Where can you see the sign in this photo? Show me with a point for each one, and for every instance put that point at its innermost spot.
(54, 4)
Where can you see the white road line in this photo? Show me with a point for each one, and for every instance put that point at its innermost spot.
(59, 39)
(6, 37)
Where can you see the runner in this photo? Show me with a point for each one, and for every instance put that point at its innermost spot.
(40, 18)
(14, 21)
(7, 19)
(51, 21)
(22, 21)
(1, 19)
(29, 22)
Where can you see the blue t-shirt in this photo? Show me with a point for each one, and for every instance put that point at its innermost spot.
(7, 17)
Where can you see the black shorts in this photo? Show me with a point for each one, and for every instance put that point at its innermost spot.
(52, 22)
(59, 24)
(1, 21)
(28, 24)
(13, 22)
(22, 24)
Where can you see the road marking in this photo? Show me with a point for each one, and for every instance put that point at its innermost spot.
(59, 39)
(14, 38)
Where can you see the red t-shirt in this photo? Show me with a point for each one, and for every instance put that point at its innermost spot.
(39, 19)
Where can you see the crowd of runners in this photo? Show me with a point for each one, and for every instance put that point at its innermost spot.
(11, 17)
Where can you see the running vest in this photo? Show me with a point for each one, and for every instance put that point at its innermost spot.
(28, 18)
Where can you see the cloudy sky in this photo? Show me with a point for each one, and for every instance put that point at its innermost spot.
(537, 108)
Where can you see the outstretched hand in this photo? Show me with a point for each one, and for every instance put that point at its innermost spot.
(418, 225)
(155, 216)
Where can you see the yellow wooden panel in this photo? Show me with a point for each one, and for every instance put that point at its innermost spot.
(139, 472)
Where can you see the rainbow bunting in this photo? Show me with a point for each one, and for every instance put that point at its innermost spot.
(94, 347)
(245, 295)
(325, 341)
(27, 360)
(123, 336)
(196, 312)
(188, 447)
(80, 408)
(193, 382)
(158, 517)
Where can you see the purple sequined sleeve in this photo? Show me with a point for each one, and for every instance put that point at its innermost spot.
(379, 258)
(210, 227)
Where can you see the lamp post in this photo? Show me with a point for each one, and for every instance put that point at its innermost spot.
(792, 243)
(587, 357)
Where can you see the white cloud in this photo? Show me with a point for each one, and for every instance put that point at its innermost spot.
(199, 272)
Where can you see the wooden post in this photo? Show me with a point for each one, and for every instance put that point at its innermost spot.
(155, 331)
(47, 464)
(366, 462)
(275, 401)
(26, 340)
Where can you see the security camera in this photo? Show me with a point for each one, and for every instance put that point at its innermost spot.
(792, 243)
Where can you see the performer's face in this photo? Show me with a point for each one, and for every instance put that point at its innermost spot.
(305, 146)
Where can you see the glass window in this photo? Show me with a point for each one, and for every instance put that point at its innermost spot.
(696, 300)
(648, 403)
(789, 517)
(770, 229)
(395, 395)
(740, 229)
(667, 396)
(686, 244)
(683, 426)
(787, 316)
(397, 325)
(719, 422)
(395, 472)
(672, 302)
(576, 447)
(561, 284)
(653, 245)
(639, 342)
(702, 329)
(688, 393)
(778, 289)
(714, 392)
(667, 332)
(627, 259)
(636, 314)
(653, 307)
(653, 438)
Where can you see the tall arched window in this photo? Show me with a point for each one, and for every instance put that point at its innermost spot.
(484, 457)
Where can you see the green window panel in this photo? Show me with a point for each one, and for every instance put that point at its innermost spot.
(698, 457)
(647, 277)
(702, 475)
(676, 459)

◆ What you are asked to do
Every line above should be transcribed exactly.

◆ Task response
Where can you see the sign in this photo? Show me with a point for each one, and for every instance put that point at its innermost spot.
(54, 4)
Where can you see the white road line in this photo? Show me with a point for each one, and for every instance put that point at its innermost spot.
(59, 39)
(6, 37)
Where can you see the runner in this photo? Show me with a point for each one, and for every instance put that point at its innermost spot.
(40, 18)
(14, 21)
(7, 19)
(51, 21)
(22, 21)
(1, 19)
(29, 22)
Where can you see the blue t-shirt in this photo? Show me with a point for each one, and for every instance put that point at its innermost spot.
(7, 17)
Where can you see the black shorts in this photo? Show me with a point for each one, and for every instance put that point at its innermost spot.
(52, 22)
(59, 24)
(1, 21)
(28, 24)
(13, 22)
(22, 24)
Where can you see the road marking in this photo? Show me with a point for each one, and for every instance put that point at its innermost spot.
(59, 39)
(14, 38)
Where can you see the red t-shirt in this photo? Show me with a point for each one, and for every instance put that point at its innermost spot.
(39, 19)
Where can you see the crowd of runners in this photo? Show me with a point for each one, and for every instance put that point at its innermost spot.
(11, 17)
Where can you see the running vest in this photo? Show me with a point for each one, and for every instance put that point at its innermost spot.
(28, 18)
Where can you see the cloudy sky in this photo? Show me with a point for each one, and for every instance put that point at its innermost spot.
(537, 108)
Where can you see the outstretched hand in this photo? Show me with a point for each one, and for every instance put that point at its innermost spot.
(418, 225)
(155, 216)
Where can you see the yellow wooden panel in this photo? Show me with a point for each one, and for every instance put that point at its innermost spot.
(139, 472)
Where can you see the rainbow bunting in this photo? Show me with a point for each one, and for every instance put that point at its innermost spot.
(94, 347)
(245, 295)
(325, 341)
(27, 360)
(123, 336)
(196, 312)
(188, 447)
(80, 408)
(193, 382)
(158, 517)
Where can you see the purple sequined sleeve in this photo? Show me with a point for each one, and for every instance put that point at its innermost spot.
(379, 258)
(210, 227)
Where can you see the lamp post in this photo? Show me with a point for each one, and for every instance put that point at its innermost spot.
(792, 243)
(587, 357)
Where can you see the white cloud in this photo? Show me with a point for each one, and for every instance put that point at its innermost spot.
(199, 272)
Where can you see the wooden post in this photo? Show me with a point for each one, and for every instance put that point at its innermost spot.
(155, 331)
(47, 464)
(366, 462)
(275, 401)
(26, 340)
Where can you see the security camera in this photo? Show me with a point for each one, and for every instance put that point at its innermost spot.
(792, 243)
Where can you see the performer's face in this photo? Show me with a point for each one, and for every instance put that point at its innermost spot.
(305, 146)
Where can you see the glass window in this photo? Show me with a point for each one, and for every instance put that point at its innermost spot.
(696, 300)
(648, 403)
(789, 517)
(770, 229)
(395, 395)
(740, 229)
(667, 396)
(686, 244)
(683, 426)
(787, 316)
(397, 325)
(719, 422)
(395, 472)
(672, 302)
(576, 447)
(561, 284)
(653, 245)
(639, 342)
(702, 329)
(688, 393)
(778, 289)
(714, 392)
(667, 332)
(627, 259)
(636, 314)
(653, 307)
(653, 438)
Where can you see the tall arched window in this photo? Show me with a point for each one, and for every instance put that point at its innermost spot.
(484, 457)
Where can you see the green window panel in this photo? Show me with a point for each one, and for every instance put that point at its innermost spot.
(698, 457)
(647, 277)
(702, 475)
(676, 459)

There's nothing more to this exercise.